Texto apresentado
No meu texto anterior, referi-me ao facto de, nos anos mais recentes, ser notória, em filmes (e, já agora, em séries televisivas), a evolução da conceção das figuras femininas dos contos de fadas, sobretudo em relação ao que é veiculado pelas diferentes versões de “autor”. Diversos filmes da segunda década do século XXI têm desconstruído os contos de fadas conforme os conhecíamos. Depois de ter referido Snow White and the huntsman [Branca de Neve e o caçador] (2012), de Rupert Sanders, Red Riding Hood [A rapariga do capuz vermelho] (2011), de Catherine Hardwicke, é também uma variante bem distinta das versões que conhecemos oralmente ou a partir da leitura de livros como a coletânea Capuchinho Vermelho – Ontem e Hoje, de Francisco Vaz da Silva, cuja leitura recomendo vivamente.

Dados
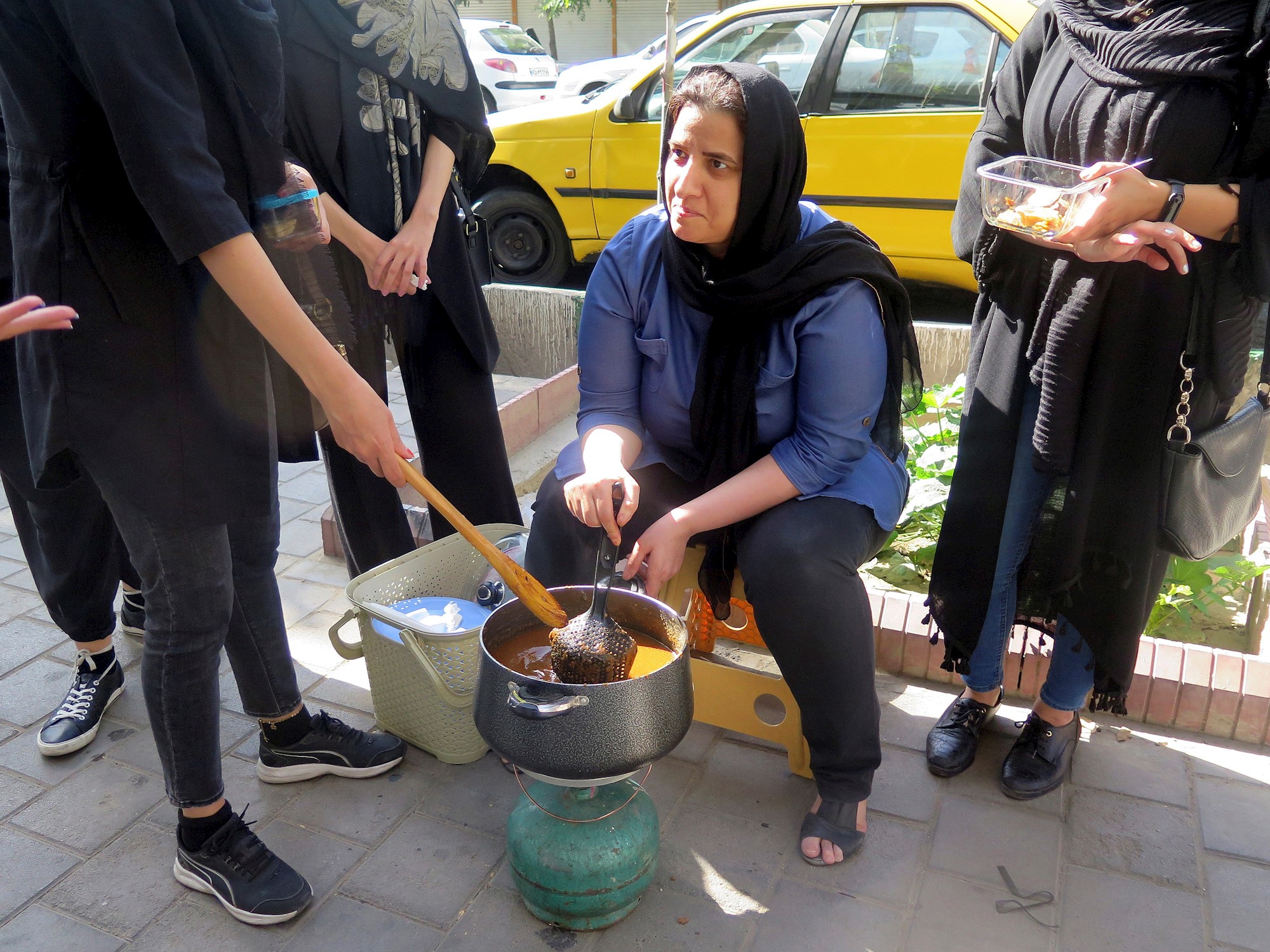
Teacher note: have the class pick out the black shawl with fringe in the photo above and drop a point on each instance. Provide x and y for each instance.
(1098, 81)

Instruções
1) Traduza para inglês esta frase do texto sobre os contos de fadas no cinema: "Diversos filmes da segunda década do século XXI têm desconstruído os contos de fadas conforme os conhecíamos."
2) Diga se cada afirmação concorda com o texto sobre os contos de fadas no cinema. Responda sim ou não a cada uma e cite as palavras do texto que o decidem.
(a) Red Riding Hood é um filme de Catherine Hardwicke.
(b) Snow White and the huntsman é de 2011.
(c) O texto desaconselha a leitura da coletânea de Francisco Vaz da Silva.

Resultados finais
1) Several films from the second decade of the 21st century have deconstructed fairy tales as we knew them.

2)
(a) Sim: "Red Riding Hood [A rapariga do capuz vermelho] (2011), de Catherine Hardwicke".
(b) Não: "Snow White and the huntsman [Branca de Neve e o caçador] (2012)".
(c) Não: "cuja leitura recomendo vivamente".